» **Supplied text**:
+---+
Top of the World
Author: Mark Sampson
View album and artist detailsArtist/band: |
Orlando Julius with The Heliocentrics |
Label: |
Strut |
Magazine Review Date: |
October/2014 |
Orlando Julius should be much more famous outside his native Nigeria. One of the pioneers of Afrobeat, this is the man who co-wrote the Odyssey smash ‘Goin’ Back to My Roots’ with Lamont Dozier. Indeed, you can hear echoes of that track's infectious chugging riff throughout, on the punchy ‘Love Thy Neighbour’ or the hypnotic jam ‘Be Counted’, for example, and particularly on a delicious title-track inspired by a childhood experience.
This is his first internationally released studio album and using his raucous tenor sax, his gruff vocals and a pressure-cooking little big band, Julius revisits several compositions from his early years. Listen to ‘Aseni’ or ‘Buje Buje’ and you could almost be listening to the leader's Afro Sounders from the 70s. The Heliocentrics add a fuzzy guitar here and a spacey organ there and generally tidy the sound without any taint of slickness. Perhaps it is because the London-based group are a little less prominent than in other Strut-sponsored collaborations (with Lloyd Miller or Mulatu Astatke) that this meeting of the spirits succeeds so well. Fans of Fela Kuti, Ebo Taylor and others of their stripe will welcome this fine reminder of a past master's abilities.
+---+
» **Exercise aim**:
Answer these questions about the album review:
1. Who co-wrote 'Goin' Back to My Roots' with Orlando Julius?
2. Which label released the album?
3. Where is The Heliocentrics based?
These entries are separate from the review and unrelated to it.

(Extracted data entries)
+---+
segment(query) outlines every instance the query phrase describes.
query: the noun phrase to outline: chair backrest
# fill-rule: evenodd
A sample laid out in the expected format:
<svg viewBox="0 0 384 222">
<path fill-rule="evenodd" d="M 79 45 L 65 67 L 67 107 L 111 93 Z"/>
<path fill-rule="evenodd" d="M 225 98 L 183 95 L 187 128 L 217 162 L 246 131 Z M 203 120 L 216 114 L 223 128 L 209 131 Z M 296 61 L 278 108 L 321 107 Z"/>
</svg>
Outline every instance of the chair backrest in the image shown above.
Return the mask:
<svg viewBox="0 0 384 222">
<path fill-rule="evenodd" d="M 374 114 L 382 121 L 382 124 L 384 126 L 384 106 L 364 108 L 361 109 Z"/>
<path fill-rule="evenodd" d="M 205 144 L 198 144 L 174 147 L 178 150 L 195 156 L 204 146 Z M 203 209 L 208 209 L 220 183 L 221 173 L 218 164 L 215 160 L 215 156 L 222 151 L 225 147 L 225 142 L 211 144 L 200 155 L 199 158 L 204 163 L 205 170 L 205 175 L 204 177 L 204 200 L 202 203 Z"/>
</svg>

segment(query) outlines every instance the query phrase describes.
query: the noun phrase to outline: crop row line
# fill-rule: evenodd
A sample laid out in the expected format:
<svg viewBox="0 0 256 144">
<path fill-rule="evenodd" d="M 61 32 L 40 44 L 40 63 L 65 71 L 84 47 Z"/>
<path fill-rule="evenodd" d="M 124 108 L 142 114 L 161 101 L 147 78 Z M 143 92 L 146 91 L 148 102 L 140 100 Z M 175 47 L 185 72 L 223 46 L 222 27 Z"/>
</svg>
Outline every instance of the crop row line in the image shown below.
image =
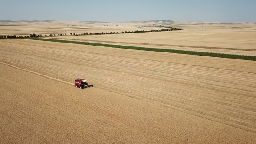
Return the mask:
<svg viewBox="0 0 256 144">
<path fill-rule="evenodd" d="M 176 49 L 166 49 L 150 48 L 146 48 L 146 47 L 137 47 L 137 46 L 123 46 L 123 45 L 112 45 L 112 44 L 104 44 L 104 43 L 89 43 L 89 42 L 78 42 L 78 41 L 74 41 L 54 39 L 49 39 L 30 38 L 30 39 L 34 39 L 34 40 L 46 41 L 54 42 L 70 43 L 75 43 L 75 44 L 85 45 L 105 46 L 105 47 L 112 47 L 112 48 L 119 48 L 119 49 L 144 50 L 144 51 L 154 51 L 154 52 L 169 52 L 169 53 L 174 53 L 187 54 L 187 55 L 197 55 L 197 56 L 201 56 L 219 57 L 219 58 L 228 58 L 228 59 L 239 59 L 256 61 L 256 56 L 247 56 L 247 55 L 239 55 L 228 54 L 224 54 L 224 53 L 208 52 L 195 52 L 195 51 L 181 50 L 176 50 Z"/>
</svg>

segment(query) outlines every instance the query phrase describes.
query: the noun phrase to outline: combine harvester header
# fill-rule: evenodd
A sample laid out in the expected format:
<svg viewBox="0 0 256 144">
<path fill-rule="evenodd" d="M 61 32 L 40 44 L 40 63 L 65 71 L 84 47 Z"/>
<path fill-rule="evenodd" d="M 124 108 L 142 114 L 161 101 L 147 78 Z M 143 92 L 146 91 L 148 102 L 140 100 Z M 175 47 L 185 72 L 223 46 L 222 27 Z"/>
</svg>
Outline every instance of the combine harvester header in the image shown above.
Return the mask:
<svg viewBox="0 0 256 144">
<path fill-rule="evenodd" d="M 93 87 L 93 85 L 88 85 L 87 81 L 83 79 L 77 78 L 75 80 L 75 87 L 77 88 L 80 88 L 81 89 L 84 89 L 90 87 Z"/>
</svg>

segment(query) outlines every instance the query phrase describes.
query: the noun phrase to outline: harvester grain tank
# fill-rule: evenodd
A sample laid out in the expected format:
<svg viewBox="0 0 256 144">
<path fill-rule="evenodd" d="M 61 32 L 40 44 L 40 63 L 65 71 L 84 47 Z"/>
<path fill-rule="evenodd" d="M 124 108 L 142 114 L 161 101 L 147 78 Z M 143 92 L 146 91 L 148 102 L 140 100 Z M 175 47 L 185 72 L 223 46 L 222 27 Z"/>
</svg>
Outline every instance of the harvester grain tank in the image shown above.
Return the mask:
<svg viewBox="0 0 256 144">
<path fill-rule="evenodd" d="M 76 79 L 75 80 L 75 84 L 76 87 L 80 88 L 81 89 L 93 86 L 93 85 L 92 84 L 89 85 L 87 81 L 83 79 Z"/>
</svg>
+---+
» **Solution to this exercise**:
1. Lamont Dozier
2. Strut
3. London